What you have to do:
Format the entries below as a two-column CSV with the columns "text" and "answer", giving one row per entry. Put each value in a single quoted field with line breaks replaced by spaces, and leave out the pictures.

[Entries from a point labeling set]
******
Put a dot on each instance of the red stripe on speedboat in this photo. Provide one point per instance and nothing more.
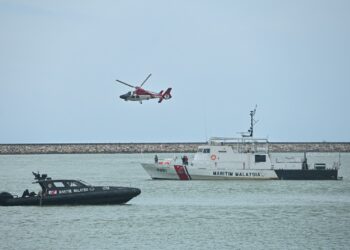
(182, 172)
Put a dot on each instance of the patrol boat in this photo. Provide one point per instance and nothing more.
(69, 192)
(245, 158)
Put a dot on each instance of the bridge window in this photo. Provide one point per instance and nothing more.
(206, 150)
(260, 158)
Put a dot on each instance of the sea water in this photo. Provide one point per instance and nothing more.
(174, 214)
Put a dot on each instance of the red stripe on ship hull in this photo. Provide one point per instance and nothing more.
(182, 172)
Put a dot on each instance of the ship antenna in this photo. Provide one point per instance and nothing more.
(252, 121)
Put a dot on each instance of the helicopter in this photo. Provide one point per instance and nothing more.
(140, 94)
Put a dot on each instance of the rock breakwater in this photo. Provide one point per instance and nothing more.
(95, 148)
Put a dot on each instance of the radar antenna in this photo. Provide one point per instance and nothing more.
(252, 123)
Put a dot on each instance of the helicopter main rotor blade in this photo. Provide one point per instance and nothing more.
(127, 84)
(145, 80)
******
Output below:
text,answer
"Put a dot on each instance of the red stripe on speedboat in this photo. Provide one point per instance and nothing more.","(182, 172)"
"Put a dot on each instance of the patrol boat in this photo. Provide one point per instance and nothing more.","(69, 192) (245, 158)"
"Put a dot on each instance of the bridge window in this photo. Provide one point per instance and nothing more.","(206, 150) (260, 158)"
"Put a dot on each instance of the sea water in this photo. Provide one point per instance and nothing more.","(174, 214)"
"Put a dot on each instance of the red stripe on ship hull in this photo. Provide one point per instance and nothing more.","(182, 172)"
"Put a dot on each instance of the ship antenna in this photo. Provide one point per instance and nothing more.","(252, 121)"
"Put a dot on each instance of the helicopter in this photo. Provide one point per instance and nothing more.","(140, 94)"
"Put a dot on each instance of the rock breakwater in this photo. Provide one point per instance and nothing more.","(95, 148)"
"Put a dot on each instance of the radar antenna in this photo. Provide one point per instance and nothing more.","(252, 123)"
"Put a dot on each instance of the helicopter main rotor blade in this photo. Provide one point per instance and nothing more.","(127, 84) (145, 80)"